Supplied data.
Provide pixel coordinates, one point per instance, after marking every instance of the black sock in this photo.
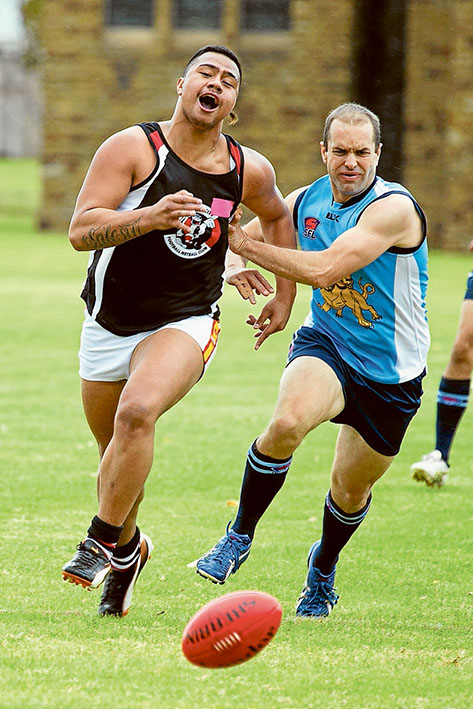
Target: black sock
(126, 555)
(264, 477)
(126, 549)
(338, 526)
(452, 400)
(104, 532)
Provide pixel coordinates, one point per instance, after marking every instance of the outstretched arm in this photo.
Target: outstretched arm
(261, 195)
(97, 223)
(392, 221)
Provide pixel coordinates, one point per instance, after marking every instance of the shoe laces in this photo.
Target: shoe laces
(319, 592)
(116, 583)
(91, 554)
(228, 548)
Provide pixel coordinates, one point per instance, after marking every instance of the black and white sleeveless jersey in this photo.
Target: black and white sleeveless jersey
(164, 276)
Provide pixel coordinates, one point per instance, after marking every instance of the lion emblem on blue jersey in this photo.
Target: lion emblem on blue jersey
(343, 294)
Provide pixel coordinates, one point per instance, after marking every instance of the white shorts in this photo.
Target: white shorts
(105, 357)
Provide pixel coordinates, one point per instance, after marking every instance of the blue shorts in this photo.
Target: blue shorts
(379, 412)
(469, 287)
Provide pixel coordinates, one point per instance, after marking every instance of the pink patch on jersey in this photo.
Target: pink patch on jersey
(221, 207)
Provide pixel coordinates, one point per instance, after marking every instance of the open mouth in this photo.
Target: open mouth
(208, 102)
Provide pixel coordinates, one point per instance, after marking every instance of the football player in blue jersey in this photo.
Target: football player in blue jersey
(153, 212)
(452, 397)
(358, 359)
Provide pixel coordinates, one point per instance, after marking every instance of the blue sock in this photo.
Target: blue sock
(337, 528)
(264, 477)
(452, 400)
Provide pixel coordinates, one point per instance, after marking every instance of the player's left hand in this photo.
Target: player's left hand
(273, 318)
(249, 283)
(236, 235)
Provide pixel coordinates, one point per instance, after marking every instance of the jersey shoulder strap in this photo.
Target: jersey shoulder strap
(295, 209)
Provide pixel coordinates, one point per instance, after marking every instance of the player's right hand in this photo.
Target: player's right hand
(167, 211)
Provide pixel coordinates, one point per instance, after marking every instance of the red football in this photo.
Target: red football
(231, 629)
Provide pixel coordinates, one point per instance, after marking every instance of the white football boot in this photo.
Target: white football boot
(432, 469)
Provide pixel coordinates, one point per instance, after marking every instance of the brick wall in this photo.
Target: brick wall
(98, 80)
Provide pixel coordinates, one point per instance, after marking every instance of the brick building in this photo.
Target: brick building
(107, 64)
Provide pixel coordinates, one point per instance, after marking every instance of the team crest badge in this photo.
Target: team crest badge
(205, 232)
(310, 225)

* * *

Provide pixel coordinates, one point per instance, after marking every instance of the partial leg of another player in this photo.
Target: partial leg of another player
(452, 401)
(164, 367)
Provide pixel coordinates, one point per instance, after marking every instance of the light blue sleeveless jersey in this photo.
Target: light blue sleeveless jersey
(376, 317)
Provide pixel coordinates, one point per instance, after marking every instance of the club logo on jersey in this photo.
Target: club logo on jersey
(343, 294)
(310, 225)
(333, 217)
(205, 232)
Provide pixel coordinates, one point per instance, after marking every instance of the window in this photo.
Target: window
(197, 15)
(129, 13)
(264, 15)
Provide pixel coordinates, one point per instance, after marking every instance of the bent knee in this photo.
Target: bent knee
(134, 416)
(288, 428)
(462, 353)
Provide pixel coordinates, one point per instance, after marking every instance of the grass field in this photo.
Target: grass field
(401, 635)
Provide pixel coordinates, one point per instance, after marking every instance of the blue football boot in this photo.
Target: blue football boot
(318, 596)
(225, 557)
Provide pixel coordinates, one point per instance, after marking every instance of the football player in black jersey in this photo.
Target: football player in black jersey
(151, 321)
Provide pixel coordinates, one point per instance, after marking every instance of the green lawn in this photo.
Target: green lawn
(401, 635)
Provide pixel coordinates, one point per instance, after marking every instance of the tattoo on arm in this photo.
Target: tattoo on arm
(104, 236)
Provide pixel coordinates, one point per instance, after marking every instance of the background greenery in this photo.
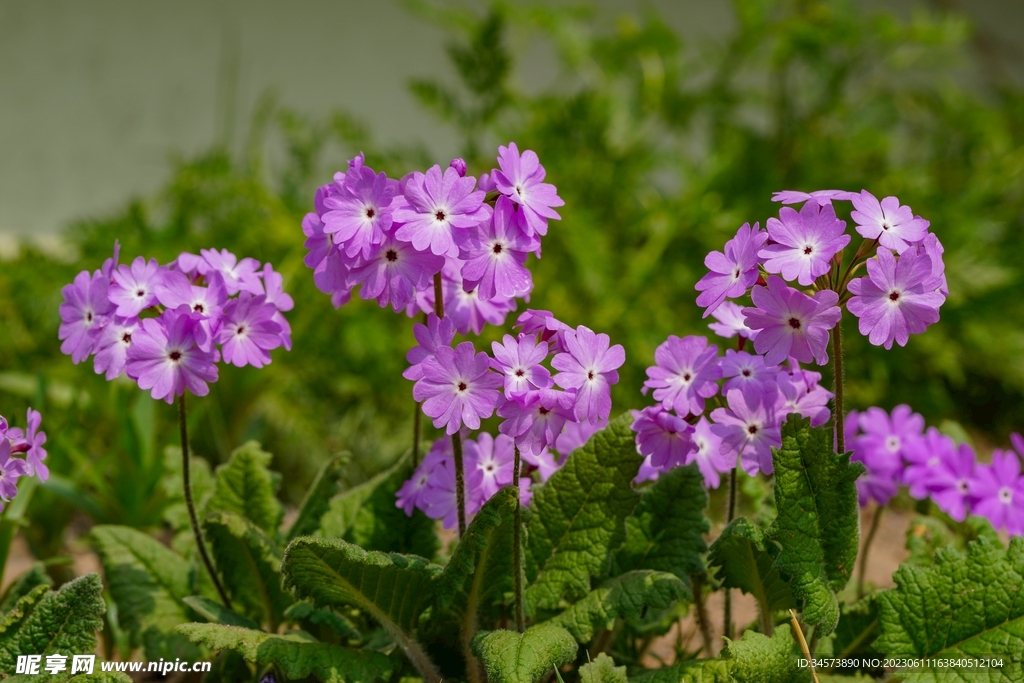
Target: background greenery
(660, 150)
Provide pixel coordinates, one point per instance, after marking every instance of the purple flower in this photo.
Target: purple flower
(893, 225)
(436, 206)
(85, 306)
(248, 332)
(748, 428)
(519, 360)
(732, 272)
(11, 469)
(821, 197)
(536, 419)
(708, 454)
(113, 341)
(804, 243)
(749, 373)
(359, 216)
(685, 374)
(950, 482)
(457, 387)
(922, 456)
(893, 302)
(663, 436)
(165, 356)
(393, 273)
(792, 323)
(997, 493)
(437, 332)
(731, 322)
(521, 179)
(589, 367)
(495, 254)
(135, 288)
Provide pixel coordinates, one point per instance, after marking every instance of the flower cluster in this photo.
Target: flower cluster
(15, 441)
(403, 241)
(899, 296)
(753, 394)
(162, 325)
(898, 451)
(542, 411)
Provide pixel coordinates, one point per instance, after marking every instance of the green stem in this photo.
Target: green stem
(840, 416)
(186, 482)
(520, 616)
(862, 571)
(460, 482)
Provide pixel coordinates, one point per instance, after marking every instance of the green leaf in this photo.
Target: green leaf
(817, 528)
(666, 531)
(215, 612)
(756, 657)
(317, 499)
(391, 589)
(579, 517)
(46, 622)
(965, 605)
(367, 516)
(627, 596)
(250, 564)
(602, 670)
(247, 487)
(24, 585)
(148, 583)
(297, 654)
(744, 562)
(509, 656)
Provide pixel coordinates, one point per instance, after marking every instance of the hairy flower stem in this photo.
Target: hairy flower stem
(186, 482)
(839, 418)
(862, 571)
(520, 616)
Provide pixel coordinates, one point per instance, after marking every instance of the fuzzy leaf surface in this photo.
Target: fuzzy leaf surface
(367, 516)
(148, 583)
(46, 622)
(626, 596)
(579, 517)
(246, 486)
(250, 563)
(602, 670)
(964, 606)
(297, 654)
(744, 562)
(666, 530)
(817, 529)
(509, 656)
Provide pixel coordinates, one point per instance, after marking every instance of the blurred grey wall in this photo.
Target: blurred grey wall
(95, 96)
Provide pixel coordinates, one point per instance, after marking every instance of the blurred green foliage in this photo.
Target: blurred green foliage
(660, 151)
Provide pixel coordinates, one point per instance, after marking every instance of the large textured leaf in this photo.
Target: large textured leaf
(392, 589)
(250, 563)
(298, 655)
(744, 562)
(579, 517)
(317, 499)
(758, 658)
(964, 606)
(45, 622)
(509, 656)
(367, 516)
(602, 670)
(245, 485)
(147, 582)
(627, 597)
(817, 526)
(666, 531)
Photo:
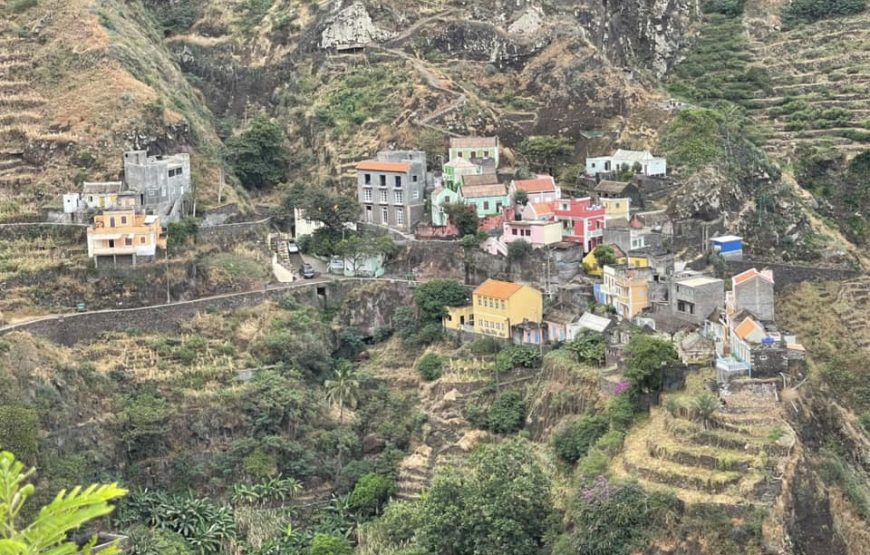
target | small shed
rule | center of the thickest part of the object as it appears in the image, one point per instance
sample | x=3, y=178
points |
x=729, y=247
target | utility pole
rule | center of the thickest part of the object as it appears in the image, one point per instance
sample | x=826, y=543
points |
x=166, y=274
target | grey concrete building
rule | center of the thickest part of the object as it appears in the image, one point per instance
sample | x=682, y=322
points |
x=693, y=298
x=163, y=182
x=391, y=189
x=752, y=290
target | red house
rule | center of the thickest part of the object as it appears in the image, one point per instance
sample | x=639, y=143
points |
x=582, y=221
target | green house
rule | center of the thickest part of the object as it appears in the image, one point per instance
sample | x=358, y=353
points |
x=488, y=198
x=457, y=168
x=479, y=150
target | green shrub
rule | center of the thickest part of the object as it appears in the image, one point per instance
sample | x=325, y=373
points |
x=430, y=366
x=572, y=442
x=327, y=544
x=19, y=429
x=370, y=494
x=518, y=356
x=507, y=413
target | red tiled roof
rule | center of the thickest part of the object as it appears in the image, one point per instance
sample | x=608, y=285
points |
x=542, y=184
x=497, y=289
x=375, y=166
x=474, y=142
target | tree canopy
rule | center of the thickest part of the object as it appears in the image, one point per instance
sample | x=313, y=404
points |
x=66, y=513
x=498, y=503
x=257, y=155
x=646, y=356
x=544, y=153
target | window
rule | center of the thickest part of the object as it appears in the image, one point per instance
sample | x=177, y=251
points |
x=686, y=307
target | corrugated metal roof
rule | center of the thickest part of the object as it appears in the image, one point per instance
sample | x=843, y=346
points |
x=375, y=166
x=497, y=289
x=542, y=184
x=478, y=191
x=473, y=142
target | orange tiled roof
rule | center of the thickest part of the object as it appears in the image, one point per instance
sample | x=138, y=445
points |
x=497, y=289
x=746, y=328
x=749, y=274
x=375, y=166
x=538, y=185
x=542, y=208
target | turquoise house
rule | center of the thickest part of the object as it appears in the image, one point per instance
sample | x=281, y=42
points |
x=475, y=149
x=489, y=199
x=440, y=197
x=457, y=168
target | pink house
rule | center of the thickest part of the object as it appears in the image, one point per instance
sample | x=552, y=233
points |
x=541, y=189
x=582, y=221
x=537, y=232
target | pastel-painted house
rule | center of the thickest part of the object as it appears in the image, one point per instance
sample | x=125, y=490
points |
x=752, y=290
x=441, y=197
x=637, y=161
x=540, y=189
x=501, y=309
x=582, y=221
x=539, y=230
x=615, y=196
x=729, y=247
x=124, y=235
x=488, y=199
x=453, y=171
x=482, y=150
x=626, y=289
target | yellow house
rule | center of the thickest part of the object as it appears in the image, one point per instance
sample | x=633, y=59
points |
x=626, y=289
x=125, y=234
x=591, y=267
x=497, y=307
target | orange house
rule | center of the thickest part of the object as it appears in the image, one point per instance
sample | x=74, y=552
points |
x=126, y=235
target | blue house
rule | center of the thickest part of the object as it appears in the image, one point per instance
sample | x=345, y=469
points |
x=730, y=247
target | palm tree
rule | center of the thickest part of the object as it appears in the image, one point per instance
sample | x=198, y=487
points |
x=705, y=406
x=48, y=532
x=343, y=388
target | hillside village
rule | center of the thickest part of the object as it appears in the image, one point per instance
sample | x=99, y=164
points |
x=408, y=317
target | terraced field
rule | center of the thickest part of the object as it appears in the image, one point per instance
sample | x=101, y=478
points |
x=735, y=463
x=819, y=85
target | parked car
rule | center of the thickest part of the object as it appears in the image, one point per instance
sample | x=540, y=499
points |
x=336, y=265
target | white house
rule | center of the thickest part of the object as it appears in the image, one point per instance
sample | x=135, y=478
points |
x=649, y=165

==

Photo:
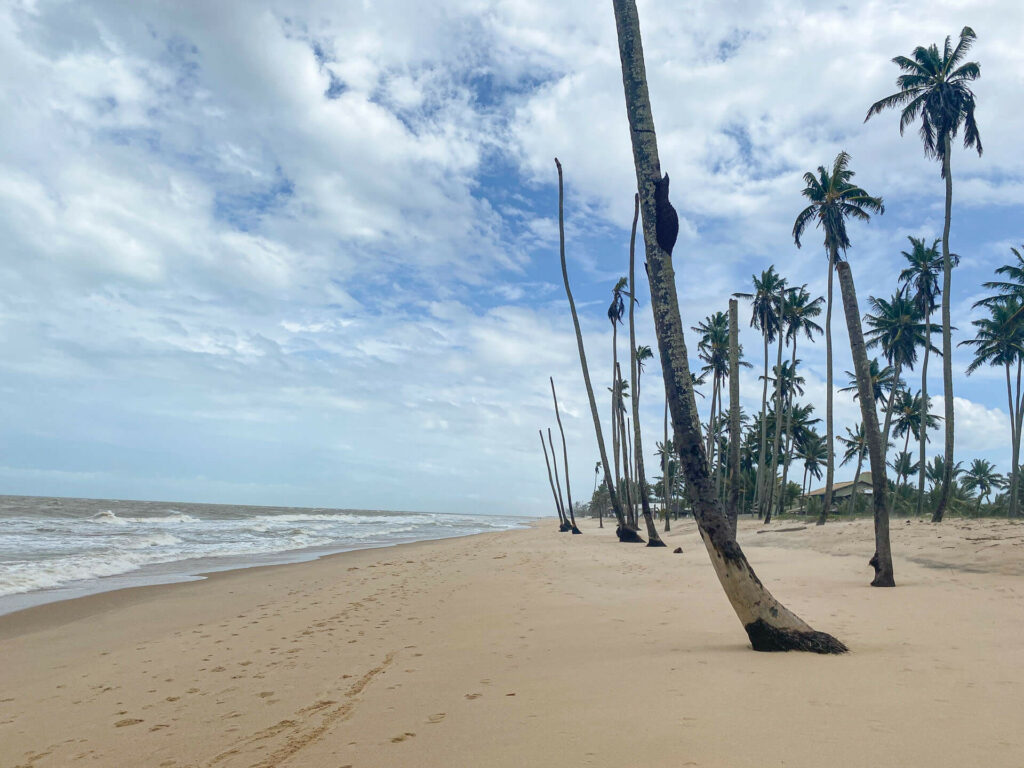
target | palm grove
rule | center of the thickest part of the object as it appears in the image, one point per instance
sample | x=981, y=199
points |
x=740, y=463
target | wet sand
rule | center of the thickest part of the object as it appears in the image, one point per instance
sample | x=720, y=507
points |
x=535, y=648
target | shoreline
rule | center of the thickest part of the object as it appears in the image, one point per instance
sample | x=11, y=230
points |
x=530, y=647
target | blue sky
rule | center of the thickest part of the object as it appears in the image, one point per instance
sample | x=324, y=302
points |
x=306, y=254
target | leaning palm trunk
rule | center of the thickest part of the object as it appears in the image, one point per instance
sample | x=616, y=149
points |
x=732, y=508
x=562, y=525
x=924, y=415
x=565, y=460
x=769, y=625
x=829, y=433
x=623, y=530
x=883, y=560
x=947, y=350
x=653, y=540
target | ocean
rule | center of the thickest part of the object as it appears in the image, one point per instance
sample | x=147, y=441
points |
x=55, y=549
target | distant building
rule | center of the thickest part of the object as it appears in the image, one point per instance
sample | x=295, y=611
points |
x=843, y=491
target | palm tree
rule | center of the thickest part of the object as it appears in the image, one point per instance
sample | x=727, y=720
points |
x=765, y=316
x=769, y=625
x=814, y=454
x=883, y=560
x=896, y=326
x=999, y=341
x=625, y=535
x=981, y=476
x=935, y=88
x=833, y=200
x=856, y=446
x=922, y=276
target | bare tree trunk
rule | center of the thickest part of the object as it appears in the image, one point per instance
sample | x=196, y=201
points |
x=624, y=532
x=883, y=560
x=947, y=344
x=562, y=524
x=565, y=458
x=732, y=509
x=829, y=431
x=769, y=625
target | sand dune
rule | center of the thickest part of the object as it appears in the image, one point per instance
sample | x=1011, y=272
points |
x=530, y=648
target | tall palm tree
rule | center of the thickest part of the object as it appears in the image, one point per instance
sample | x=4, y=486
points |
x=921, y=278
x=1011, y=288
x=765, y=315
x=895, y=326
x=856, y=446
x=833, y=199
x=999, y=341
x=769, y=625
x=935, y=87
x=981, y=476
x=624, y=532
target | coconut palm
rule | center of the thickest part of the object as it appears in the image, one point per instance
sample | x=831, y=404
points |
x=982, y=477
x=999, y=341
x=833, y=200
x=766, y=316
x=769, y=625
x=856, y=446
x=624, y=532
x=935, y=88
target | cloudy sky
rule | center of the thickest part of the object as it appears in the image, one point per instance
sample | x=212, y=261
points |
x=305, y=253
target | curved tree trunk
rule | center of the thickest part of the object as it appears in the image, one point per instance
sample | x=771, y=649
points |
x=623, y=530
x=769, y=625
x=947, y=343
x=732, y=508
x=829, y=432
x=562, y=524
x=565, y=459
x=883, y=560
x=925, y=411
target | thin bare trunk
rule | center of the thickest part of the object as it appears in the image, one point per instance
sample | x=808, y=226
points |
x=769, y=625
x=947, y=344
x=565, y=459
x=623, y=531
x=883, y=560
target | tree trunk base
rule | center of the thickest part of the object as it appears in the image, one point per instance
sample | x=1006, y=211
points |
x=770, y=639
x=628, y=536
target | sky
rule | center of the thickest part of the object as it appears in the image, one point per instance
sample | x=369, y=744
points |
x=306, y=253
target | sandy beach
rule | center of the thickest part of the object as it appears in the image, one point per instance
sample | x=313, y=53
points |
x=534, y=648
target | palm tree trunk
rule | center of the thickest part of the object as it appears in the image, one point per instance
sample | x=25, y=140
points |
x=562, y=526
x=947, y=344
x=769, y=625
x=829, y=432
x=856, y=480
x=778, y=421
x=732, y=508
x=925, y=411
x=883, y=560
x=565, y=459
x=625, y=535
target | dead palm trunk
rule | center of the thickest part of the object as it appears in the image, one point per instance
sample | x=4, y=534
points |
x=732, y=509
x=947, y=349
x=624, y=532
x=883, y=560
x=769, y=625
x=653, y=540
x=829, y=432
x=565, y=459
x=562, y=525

Aim of the task. Taking the entries above, write out exactly the lines starting with the line containing "sample | x=325, y=373" and going on through the line containing "sample | x=313, y=404", both included, and nothing else.

Written solution.
sample | x=325, y=373
points |
x=430, y=366
x=572, y=442
x=327, y=544
x=19, y=429
x=370, y=494
x=518, y=356
x=507, y=413
target | red tiled roof
rule | center of the thickest part of the object as it appears in the image, one point per instance
sample | x=608, y=285
points |
x=542, y=184
x=497, y=289
x=375, y=166
x=474, y=142
target | tree canopy
rule | center of the thickest part of the object as it appears in the image, one point per instance
sample | x=313, y=404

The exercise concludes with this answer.